──────── Information supplied ────────
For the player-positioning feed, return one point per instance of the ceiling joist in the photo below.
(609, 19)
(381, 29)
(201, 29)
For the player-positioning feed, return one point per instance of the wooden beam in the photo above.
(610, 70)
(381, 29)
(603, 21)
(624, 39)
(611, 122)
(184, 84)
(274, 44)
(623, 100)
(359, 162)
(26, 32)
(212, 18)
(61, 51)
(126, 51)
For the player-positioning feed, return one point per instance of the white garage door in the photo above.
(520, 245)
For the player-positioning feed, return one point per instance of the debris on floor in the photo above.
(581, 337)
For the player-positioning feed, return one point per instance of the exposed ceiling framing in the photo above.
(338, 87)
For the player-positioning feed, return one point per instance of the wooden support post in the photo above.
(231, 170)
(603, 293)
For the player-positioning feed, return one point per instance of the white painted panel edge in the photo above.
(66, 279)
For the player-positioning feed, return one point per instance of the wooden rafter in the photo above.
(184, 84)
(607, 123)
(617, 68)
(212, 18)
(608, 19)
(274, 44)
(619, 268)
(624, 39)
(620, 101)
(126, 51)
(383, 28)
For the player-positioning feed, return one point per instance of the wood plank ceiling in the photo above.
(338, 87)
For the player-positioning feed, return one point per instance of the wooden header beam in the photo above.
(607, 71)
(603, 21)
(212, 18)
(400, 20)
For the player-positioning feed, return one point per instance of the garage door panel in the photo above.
────────
Set exercise - Can you reproduce the listing above, starting at the line that contains "floor in the photo above." and running through its final line, with both of those lines included?

Solution for this problem -
For the player-positioning feed, return one point per instance of the debris on floor in the photo above.
(581, 337)
For the player-positioning feed, return one point per instance of the exposed ceiling framing in the photo above.
(338, 87)
For the player-positioning feed, return one point per instance of the wooden support post in the photo above.
(231, 170)
(603, 293)
For the player-positioning feed, return one point per instance of the white painted panel edge in the photo above.
(66, 279)
For the player-positioning feed, return one point per instance of the wooden rafter in the photo above.
(184, 84)
(607, 123)
(617, 68)
(212, 18)
(608, 19)
(274, 44)
(619, 268)
(624, 39)
(620, 101)
(126, 51)
(383, 28)
For the player-positioning feed, return one point per instance of the wood plank ceiling in the photo above.
(338, 87)
For the player-positioning feed, return one point per instance of the wooden header beam in the photo above.
(607, 71)
(603, 21)
(212, 18)
(400, 20)
For the player-positioning feed, return one point per instance of the garage door panel in the photo above.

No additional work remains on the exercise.